▶ Records provided:

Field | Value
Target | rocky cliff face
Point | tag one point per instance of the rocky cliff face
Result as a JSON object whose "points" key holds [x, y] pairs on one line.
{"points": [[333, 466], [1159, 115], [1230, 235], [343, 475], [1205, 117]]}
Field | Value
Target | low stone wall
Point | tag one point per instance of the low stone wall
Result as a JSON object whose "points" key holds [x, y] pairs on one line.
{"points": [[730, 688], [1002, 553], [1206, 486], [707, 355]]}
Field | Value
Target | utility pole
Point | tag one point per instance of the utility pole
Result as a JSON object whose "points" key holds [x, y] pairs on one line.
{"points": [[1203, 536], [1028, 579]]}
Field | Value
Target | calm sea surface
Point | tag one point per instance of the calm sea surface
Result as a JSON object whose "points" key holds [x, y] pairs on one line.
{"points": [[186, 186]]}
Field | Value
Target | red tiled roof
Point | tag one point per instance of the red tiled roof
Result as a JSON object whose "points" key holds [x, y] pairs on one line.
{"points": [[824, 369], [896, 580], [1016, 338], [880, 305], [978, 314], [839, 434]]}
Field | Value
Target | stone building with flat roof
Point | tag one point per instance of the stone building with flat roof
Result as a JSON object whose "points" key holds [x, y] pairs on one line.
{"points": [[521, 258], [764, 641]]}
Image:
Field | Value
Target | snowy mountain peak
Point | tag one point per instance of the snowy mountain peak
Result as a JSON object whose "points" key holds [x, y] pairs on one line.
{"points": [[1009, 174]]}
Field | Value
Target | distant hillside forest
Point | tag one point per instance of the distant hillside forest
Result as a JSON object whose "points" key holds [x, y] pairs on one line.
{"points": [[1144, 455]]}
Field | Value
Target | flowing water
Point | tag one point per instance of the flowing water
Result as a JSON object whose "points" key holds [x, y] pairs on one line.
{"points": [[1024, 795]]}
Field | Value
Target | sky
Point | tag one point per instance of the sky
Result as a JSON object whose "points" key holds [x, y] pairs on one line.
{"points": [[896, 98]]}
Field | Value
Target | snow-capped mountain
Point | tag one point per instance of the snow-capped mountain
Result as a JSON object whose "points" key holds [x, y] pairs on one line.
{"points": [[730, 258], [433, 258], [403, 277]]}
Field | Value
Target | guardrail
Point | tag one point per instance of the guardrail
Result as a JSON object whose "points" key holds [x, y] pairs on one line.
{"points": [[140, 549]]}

▶ Task prompt: Your task is to give the records above again, exactly.

▶ Solution to the problem:
Field | Value
Target | rocky cliff face
Point | tag one point per instance of the rocky cliff face
Result as a JSON object whose "points" key holds [x, y] pairs on one line.
{"points": [[333, 466], [1159, 115], [1230, 235], [343, 475], [1205, 117]]}
Field | Value
Target | low stone wall
Point | tag one point per instance of the low stone wall
Result as a JSON object whose "points" key holds [x, y] pairs on one line.
{"points": [[730, 688], [1002, 553], [1206, 486], [707, 355]]}
Field | Value
Target | utility pole
Point | tag one point per instance of the utility pole
Result as a JSON object whose "points" key holds [x, y] pairs on one line.
{"points": [[1203, 536], [1028, 579]]}
Field | Value
Target | calm sea surface
Point | tag one point per instance of the calm sea surface
Result as a JSON object whose "points" key holds [x, y] pairs on one line.
{"points": [[186, 186]]}
Field | Value
Target | red tiled roof
Point | tag one point per instance of the red tiled roof
Result as a JSON object whose "points" key holds [x, y] pairs on one line.
{"points": [[824, 369], [896, 580], [1016, 338], [880, 305], [978, 314], [839, 434]]}
Field | Value
Target | stone building with flat roof
Point | tag one point per instance of the stone building with flat roof
Result as a JSON object whose "points" key holds [x, y] pairs on one line.
{"points": [[521, 258], [764, 641]]}
Image:
Field | Value
Target | snowy mountain peak
Point | tag one point per instance of the snowy mountain peak
Result as a JSON object whose "points" key holds [x, y] pairs on one line.
{"points": [[1009, 174]]}
Field | Value
Target | distant hillside forest
Point | tag one point per instance of the distant hillside forest
Result as a JSON object whose "points" key holds [x, y] pairs on one line.
{"points": [[1144, 455]]}
Field | Value
Target | flowing water
Point | tag one point per instance of the flowing water
Result as a JSON object whose "points" key holds [x, y] pairs on one line.
{"points": [[1024, 795]]}
Field | Value
Target | sky
Point | tag one point per instance of the sky
Result as a JSON object whose "points" key holds [x, y] pairs on one line.
{"points": [[896, 98]]}
Field | Value
Target | snow-capped mountain
Point | tag one point per instance of the snow-capped mountain
Result as a JSON object whose "points" key holds [x, y] pairs on one line.
{"points": [[730, 258], [433, 258], [403, 277]]}
Field | Value
Target | guardrail
Point | tag one point per instance of the guardrail
Result as a JSON object whose "points" key holds [x, y] pairs on one line.
{"points": [[140, 549]]}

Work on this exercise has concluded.